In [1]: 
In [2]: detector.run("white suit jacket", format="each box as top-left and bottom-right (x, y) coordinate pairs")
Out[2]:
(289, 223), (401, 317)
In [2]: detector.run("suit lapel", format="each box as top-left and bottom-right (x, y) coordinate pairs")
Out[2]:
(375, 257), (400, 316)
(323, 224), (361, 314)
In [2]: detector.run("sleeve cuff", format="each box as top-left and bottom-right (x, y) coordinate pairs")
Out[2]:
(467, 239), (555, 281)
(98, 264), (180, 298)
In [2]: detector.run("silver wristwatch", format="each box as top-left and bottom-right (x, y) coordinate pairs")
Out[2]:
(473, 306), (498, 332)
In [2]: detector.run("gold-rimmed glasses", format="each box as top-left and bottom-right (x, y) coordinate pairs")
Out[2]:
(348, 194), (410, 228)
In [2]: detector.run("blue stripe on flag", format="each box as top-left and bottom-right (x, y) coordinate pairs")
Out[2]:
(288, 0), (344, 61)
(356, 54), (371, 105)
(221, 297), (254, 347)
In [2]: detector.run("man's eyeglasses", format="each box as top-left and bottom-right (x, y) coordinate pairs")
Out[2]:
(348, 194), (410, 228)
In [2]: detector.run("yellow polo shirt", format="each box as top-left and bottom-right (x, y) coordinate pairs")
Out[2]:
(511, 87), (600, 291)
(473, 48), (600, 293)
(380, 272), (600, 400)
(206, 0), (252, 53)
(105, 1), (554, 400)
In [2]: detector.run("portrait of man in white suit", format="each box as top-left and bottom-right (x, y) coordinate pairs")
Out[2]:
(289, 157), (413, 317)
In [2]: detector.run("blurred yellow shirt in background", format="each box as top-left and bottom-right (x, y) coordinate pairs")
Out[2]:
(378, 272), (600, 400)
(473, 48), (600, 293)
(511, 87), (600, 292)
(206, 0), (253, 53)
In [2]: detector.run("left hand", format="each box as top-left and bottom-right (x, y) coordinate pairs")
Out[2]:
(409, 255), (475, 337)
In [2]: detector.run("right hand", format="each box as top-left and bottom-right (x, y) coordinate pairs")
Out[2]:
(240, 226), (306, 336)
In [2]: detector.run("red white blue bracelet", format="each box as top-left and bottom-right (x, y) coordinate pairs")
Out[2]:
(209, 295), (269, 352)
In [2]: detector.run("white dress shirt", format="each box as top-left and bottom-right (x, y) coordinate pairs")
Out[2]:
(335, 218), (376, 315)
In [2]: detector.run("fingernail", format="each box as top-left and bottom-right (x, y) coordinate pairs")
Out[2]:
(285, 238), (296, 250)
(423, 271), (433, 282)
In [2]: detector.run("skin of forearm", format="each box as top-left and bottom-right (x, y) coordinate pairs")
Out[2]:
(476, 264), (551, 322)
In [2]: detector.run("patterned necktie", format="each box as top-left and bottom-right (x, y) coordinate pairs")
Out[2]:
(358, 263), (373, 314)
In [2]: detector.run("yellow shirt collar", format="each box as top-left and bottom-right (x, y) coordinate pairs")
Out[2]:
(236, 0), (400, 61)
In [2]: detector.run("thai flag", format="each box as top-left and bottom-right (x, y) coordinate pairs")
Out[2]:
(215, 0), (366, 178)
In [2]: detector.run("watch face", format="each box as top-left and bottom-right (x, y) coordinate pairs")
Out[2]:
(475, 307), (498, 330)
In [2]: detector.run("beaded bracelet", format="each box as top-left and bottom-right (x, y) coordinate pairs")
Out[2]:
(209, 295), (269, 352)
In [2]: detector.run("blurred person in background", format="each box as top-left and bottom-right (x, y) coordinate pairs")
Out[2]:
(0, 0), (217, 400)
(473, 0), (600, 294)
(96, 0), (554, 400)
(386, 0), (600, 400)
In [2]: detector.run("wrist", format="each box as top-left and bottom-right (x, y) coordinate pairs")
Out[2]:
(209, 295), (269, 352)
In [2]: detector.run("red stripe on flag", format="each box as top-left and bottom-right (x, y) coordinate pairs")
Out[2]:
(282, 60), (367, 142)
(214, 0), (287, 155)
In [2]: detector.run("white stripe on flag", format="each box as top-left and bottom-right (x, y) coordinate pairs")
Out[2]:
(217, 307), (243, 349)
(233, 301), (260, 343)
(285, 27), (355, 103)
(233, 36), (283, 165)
========
▸ **TASK DESCRIPTION**:
Put the stretch from the line containing "man in white" through the line containing "(289, 157), (413, 317)" into a numbered list, one line per entry with blank lines left out.

▸ **RESULT OF THE EXERCISE**:
1. In [2]: detector.run("portrait of man in white suit", format="each box as top-left and bottom-right (x, y) coordinate pairs")
2. Out[2]:
3. (289, 157), (413, 317)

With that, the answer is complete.